Your assignment:
Each line of the data below must be reproduced without any change.

Provided records:
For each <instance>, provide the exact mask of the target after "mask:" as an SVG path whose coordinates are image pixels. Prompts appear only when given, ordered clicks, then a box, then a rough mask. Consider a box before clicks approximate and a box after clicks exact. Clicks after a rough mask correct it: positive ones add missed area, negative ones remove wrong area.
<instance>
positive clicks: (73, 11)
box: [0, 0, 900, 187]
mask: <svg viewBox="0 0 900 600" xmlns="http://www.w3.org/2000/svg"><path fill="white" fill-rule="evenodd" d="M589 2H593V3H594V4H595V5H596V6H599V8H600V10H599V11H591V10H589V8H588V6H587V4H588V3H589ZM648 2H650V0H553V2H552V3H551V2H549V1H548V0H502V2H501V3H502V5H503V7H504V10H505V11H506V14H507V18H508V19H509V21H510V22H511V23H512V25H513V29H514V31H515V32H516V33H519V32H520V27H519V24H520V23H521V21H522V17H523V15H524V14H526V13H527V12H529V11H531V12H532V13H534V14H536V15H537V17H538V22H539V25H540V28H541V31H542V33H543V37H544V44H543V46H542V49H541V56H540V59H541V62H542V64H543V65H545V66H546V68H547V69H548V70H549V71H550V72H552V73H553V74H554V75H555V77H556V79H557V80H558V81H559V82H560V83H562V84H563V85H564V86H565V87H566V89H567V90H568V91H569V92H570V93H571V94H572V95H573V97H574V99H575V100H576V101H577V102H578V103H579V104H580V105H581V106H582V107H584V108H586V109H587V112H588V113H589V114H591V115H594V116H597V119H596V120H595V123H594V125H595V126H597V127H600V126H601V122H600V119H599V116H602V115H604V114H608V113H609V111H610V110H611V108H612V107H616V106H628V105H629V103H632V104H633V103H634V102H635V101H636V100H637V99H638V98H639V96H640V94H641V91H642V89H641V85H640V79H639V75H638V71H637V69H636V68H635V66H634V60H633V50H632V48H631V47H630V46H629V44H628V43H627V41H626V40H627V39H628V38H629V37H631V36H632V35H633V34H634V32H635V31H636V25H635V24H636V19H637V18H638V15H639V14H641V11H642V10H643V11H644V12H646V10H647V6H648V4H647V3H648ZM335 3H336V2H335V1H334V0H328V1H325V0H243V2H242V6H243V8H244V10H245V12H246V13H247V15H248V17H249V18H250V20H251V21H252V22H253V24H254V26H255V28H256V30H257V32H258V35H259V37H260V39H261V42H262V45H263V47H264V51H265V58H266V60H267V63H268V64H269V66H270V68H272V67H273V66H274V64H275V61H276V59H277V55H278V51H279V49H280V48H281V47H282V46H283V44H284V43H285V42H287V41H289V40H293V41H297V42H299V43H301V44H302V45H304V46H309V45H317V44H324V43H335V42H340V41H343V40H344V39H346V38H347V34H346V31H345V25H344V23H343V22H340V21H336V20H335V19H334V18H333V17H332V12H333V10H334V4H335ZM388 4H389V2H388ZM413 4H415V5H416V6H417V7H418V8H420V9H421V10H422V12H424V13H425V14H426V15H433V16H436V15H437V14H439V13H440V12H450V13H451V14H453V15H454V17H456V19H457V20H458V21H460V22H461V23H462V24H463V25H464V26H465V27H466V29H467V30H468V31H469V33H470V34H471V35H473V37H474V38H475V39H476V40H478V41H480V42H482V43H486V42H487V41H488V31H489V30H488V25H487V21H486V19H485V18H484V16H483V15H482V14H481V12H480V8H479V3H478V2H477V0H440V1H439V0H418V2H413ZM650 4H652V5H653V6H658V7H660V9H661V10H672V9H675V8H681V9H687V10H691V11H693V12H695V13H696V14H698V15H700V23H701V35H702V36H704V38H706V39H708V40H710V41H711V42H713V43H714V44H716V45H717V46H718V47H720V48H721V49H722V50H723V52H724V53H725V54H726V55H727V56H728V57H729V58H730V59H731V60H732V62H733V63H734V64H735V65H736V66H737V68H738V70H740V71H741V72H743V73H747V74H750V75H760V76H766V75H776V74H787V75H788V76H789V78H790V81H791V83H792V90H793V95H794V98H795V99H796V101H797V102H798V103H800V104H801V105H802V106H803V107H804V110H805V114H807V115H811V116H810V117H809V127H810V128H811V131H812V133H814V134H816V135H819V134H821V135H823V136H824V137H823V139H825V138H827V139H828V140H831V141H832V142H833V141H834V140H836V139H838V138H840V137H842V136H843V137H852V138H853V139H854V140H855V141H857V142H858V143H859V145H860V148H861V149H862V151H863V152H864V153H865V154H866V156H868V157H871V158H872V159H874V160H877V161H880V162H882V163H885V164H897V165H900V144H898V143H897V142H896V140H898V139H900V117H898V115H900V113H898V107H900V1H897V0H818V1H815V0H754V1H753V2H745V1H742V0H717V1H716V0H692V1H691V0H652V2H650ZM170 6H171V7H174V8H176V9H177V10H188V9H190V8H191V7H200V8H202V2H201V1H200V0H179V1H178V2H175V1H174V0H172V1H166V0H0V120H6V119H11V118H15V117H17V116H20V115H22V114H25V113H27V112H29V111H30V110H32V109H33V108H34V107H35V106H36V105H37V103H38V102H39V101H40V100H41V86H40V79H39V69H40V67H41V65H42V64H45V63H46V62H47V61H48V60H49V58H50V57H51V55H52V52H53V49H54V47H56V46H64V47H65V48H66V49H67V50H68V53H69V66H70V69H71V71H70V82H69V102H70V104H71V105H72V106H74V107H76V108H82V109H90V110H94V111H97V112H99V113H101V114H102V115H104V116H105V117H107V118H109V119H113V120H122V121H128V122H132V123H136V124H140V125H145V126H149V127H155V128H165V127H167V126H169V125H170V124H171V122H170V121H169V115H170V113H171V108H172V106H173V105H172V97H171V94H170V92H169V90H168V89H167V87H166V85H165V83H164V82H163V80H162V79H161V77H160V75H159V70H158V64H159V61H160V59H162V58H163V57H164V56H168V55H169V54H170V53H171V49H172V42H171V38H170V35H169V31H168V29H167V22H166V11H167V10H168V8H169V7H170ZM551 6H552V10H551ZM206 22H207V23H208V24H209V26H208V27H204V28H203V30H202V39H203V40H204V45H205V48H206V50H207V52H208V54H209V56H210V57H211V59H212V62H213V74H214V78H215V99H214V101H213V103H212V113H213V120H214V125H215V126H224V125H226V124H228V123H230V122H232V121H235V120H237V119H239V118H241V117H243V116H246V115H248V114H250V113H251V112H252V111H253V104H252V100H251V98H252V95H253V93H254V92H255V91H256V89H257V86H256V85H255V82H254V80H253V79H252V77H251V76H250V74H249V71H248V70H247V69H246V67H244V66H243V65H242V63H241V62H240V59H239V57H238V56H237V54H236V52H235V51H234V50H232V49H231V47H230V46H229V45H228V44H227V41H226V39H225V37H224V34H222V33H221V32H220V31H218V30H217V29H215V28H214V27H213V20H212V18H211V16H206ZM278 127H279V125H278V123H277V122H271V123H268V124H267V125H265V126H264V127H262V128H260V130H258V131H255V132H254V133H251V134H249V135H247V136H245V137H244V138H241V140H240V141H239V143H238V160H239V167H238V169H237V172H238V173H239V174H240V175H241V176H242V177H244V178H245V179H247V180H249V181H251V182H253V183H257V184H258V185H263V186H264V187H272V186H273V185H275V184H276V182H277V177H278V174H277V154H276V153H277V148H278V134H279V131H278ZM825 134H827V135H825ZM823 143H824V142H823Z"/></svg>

Response below:
For each <instance>, provide the exact mask of the target after "mask:" as an SVG path whose coordinates are image pixels. Prompts appear only when given, ordered clicks, then a box, then a rough mask. Consider a box before clicks approximate and a box after clicks exact. Clicks after a rough mask correct it: positive ones add missed area, negative ones remove wrong area.
<instance>
positive clicks: (73, 11)
box: [0, 0, 900, 187]
mask: <svg viewBox="0 0 900 600" xmlns="http://www.w3.org/2000/svg"><path fill="white" fill-rule="evenodd" d="M589 2H593V3H594V4H595V5H596V6H599V8H600V10H599V11H591V10H589V8H588V6H587V4H588V3H589ZM648 2H650V0H553V2H552V3H551V2H549V1H548V0H502V2H501V3H502V5H503V7H504V10H505V11H506V14H507V18H508V19H509V21H510V22H511V23H512V25H513V29H514V31H515V32H516V33H519V32H520V27H519V24H520V23H521V21H522V17H523V15H524V14H526V13H527V12H529V11H531V12H532V13H534V14H536V15H537V17H538V22H539V25H540V28H541V31H542V33H543V37H544V44H543V46H542V49H541V56H540V59H541V62H542V64H543V65H545V66H546V68H547V69H548V70H549V71H550V72H552V73H553V74H554V75H555V77H556V79H557V80H558V81H559V82H560V83H562V84H563V85H564V86H565V87H566V89H567V90H568V91H569V92H570V93H571V94H572V95H573V97H574V99H575V100H576V101H577V102H578V103H579V104H580V105H581V106H582V107H584V108H586V109H587V112H588V113H589V114H591V115H594V116H597V119H596V120H595V123H594V125H595V126H597V127H600V126H601V122H600V119H599V116H602V115H604V114H608V113H609V111H610V110H611V108H612V107H616V106H628V105H629V103H632V104H633V103H634V102H635V101H636V100H637V99H638V98H639V96H640V94H641V91H642V89H641V85H640V79H639V75H638V71H637V69H636V68H635V66H634V60H633V50H632V48H631V47H630V46H629V44H628V43H627V41H626V40H627V39H628V38H629V37H631V36H632V35H633V34H634V32H635V31H636V25H635V24H636V19H637V18H638V15H639V14H641V11H642V10H643V11H644V12H646V10H647V6H648V4H647V3H648ZM335 3H336V2H335V1H334V0H328V1H325V0H243V2H242V6H243V8H244V10H245V12H246V13H247V15H248V17H249V18H250V20H251V21H252V22H253V24H254V26H255V28H256V30H257V32H258V35H259V37H260V39H261V42H262V45H263V47H264V51H265V58H266V60H267V63H268V64H269V66H270V68H272V67H273V66H274V64H275V61H276V59H277V55H278V51H279V49H280V48H281V47H282V46H283V44H284V43H285V42H287V41H289V40H293V41H297V42H299V43H301V44H302V45H304V46H309V45H317V44H324V43H335V42H340V41H343V40H344V39H346V38H347V34H346V31H345V25H344V23H343V22H340V21H336V20H335V19H334V18H333V17H332V12H333V10H334V4H335ZM388 4H389V2H388ZM413 4H415V5H416V6H417V7H418V8H420V9H421V10H422V12H424V13H425V14H426V15H433V16H436V15H437V14H439V13H440V12H450V13H451V14H453V15H454V17H456V19H457V20H458V21H460V22H461V23H462V24H463V25H464V26H465V27H466V29H467V30H468V31H469V33H470V34H471V35H473V37H474V38H475V39H476V40H478V41H480V42H482V43H486V42H487V41H488V31H489V30H488V25H487V21H486V19H485V18H484V16H483V15H482V14H481V12H480V8H479V3H478V2H477V0H440V1H439V0H418V2H413ZM650 4H652V5H653V6H658V7H660V9H661V10H672V9H675V8H681V9H687V10H691V11H693V12H695V13H696V14H698V15H700V23H701V35H702V36H704V38H706V39H708V40H710V41H711V42H713V43H714V44H716V45H717V46H718V47H720V48H721V49H722V50H723V52H724V53H725V54H726V55H727V56H728V57H729V58H730V59H731V60H732V62H733V63H734V64H735V65H736V66H737V68H738V70H740V71H741V72H743V73H747V74H750V75H760V76H766V75H776V74H787V75H788V76H789V78H790V81H791V83H792V90H793V95H794V98H795V99H796V101H797V102H798V103H800V104H801V105H802V106H803V107H804V110H805V114H807V115H811V116H810V117H809V127H810V128H811V131H812V133H814V134H816V135H819V134H821V135H823V136H824V137H823V139H825V138H827V139H828V140H831V141H832V142H833V141H834V140H836V139H838V138H840V137H842V136H843V137H852V138H853V139H854V140H855V141H857V142H858V143H859V145H860V148H861V149H862V151H863V152H864V153H865V154H866V156H868V157H871V158H872V159H874V160H877V161H880V162H882V163H885V164H897V165H900V144H898V143H897V142H896V140H898V139H900V117H898V115H900V113H898V107H900V1H897V0H818V1H815V0H754V1H753V2H745V1H742V0H717V1H716V0H692V1H691V0H652V2H650ZM170 6H171V7H174V8H176V9H177V10H188V9H190V8H191V7H200V8H202V2H201V1H200V0H179V1H178V2H175V1H174V0H172V1H166V0H0V120H6V119H11V118H15V117H17V116H20V115H22V114H25V113H27V112H29V111H30V110H32V109H33V108H34V107H35V106H36V105H37V103H38V102H39V101H40V100H41V86H40V79H39V69H40V67H41V65H42V64H45V63H46V62H47V61H48V60H49V58H50V57H51V55H52V52H53V49H54V47H56V46H64V47H65V48H66V49H67V50H68V53H69V66H70V69H71V71H70V82H69V102H70V104H71V105H72V106H74V107H76V108H82V109H90V110H94V111H97V112H99V113H101V114H102V115H104V116H105V117H107V118H109V119H113V120H122V121H128V122H132V123H136V124H140V125H145V126H149V127H155V128H165V127H167V126H169V125H170V124H171V122H170V121H169V115H170V113H171V108H172V106H173V105H172V97H171V94H170V92H169V90H168V89H167V87H166V85H165V83H164V82H163V80H162V79H161V77H160V75H159V70H158V64H159V61H160V59H162V58H163V57H164V56H168V55H169V54H170V53H171V49H172V42H171V38H170V35H169V31H168V29H167V22H166V11H167V10H168V8H169V7H170ZM551 6H552V10H551ZM206 22H207V23H208V24H209V26H208V27H204V28H203V30H202V39H203V40H204V45H205V48H206V50H207V52H208V54H209V56H210V57H211V59H212V62H213V74H214V78H215V99H214V101H213V103H212V113H213V120H214V125H215V126H224V125H226V124H228V123H230V122H232V121H235V120H237V119H239V118H241V117H243V116H246V115H248V114H250V113H251V112H252V111H253V104H252V100H251V98H252V95H253V93H254V92H255V91H256V89H257V86H256V85H255V82H254V80H253V79H252V77H251V76H250V74H249V71H248V70H247V69H246V67H244V66H243V65H242V63H241V62H240V59H239V57H238V56H237V54H236V52H235V51H234V50H232V49H231V47H230V46H229V45H228V44H227V41H226V39H225V37H224V34H222V33H221V32H220V31H218V30H217V29H215V28H214V27H213V20H212V18H211V16H206ZM278 127H279V125H278V123H277V122H271V123H268V124H267V125H265V126H264V127H262V128H260V130H258V131H255V132H254V133H251V134H249V135H247V136H245V137H244V138H241V140H240V141H239V143H238V160H239V167H238V169H237V172H238V173H239V174H240V175H241V176H242V177H244V178H245V179H247V180H249V181H251V182H253V183H257V184H258V185H263V186H264V187H272V186H273V185H275V184H276V182H277V177H278V174H277V154H276V153H277V148H278V134H279V131H278ZM825 134H827V135H825ZM823 143H824V142H823Z"/></svg>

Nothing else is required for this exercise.